━━━━━ TEXT SHOWN ━━━━━
You're actually saying that you would, to make the full synthetic version, you would have to go as far as actually simulating the molecules of the neurotransmitters and stuff as well?
- I'm not saying that you would have to do that.
But I'm saying you could imagine, you could imagine- - In theory. - Yeah.
That you have done this and you have, you know, an incredibly high fidelity simulation of a human brain.
You're running in digital form.
And I think I, and many people have the intuition that, you know, it's quite likely that there would be, you know, some kind of conscious experience there.
And you know, an intuition that many people draw from there is this question of replacement where if you went, you know, neuron by neuron in the brain and replaced those one by one with some digital chip and you all along the way, you continued to be you and communicate and function in exactly the same way.
Then you, when you got to the end of that process and all of your neurons were replaced by, you know, digital structures and you know, you're still exactly the same person living exactly the same life.
I think many people's intuition would be that you're not much has changed for you in terms of your conscious experience.
- Okay, well, let's talk about another objection that relates to biology, which is I think what people would describe as embodied cognition.
You hear people talk about, you hear people talk about embodied cognition, which is it only makes sense to talk about our consciousness in the fact that we have a body, we have senses, we have lots of sense data coming in.
We've got proprioception of like where our body is in space.
We've got all these different things going on that there's just no analog to in an AI model for now.
There's no AI.
There's an analog to vision.
We've got AI models that are amazing at looking at things and interpreting that.
And some models can do moving videos and some models can interpret sound and, you know, so perhaps we're getting closer to it, but the overall experience of being a human is just, is really very different- - Yeah.
- From an animal because we have a body.
- Yeah, well, you touched on a couple of distinct things there.
One is this question of embodiment, like do we have, you know, some physical body.
And, you know, robots are like a pretty, you know, compelling example of cases in which, you know, digital systems can have some form of physical body.
━━━━━ DATA ━━━━━
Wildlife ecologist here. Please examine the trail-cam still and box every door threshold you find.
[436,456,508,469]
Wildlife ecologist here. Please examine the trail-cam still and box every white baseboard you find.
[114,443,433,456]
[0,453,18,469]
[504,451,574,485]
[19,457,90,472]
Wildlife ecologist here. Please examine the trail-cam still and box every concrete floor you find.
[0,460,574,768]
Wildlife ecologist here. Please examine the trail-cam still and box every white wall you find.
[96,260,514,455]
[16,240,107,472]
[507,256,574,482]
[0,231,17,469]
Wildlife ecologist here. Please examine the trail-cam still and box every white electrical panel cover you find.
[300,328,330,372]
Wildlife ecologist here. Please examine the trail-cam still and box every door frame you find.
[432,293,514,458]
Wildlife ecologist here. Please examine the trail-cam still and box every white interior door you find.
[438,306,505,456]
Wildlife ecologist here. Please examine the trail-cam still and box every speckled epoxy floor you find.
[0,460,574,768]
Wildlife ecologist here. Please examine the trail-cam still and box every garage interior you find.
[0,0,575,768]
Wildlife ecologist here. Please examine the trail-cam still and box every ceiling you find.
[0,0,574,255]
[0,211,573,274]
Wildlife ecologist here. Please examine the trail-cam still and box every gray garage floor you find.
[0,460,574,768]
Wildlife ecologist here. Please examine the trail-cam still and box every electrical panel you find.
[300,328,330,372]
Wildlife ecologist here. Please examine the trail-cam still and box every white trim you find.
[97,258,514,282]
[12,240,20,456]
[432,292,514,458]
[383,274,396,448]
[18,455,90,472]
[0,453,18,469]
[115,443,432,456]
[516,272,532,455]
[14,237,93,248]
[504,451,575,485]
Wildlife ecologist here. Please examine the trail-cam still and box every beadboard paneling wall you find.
━━━━━
● **WHAT YOU NEED TO DO**: Extend the transcript on AI consciousness and embodiment, picking up right after its final sentence.

● **RESPONSE FOR THIS EXERCISE**:
You could also, you know, have virtual bodies, like you could imagine, you know, beings that are embodied in some kind of virtual environment.
And then there's also- - And I suppose the opposite way around is that we think that a brain in a vat could still maintain some level of consciousness.
- Yeah, or you know, patients who are in a coma, and, you know, don't have control of their body, but are still, you know, very much having a conscious experience and able to, you know, experience all kinds of states of, you know, suffering and wellbeing despite, in some sense not having control of a physical body.
- Is that because they've been trained though, with all that sense data from earlier in life potentially though?
- Yeah, I mean, we're very uncertain about like where exactly this arises from, but even when it comes to like the kind of sensory information that you were talking about, like we are kind of increasingly seeing, you know, multimodal capabilities in models.
- I kind of undermined my own question, didn't I?
By mentioning, by saying it.
- Yeah, and we are just- - We really can see things.
- Yeah, and we are, you know, very much on a trajectory towards systems- - Shot myself in the foot there. - Towards systems that are able to like process, you know, as diverse, perhaps even more diverse, a set of, you know, sensory inputs as we are, and integrate those in very complicated ways and, you know, produce some set of outputs and you know, much the same way that we do.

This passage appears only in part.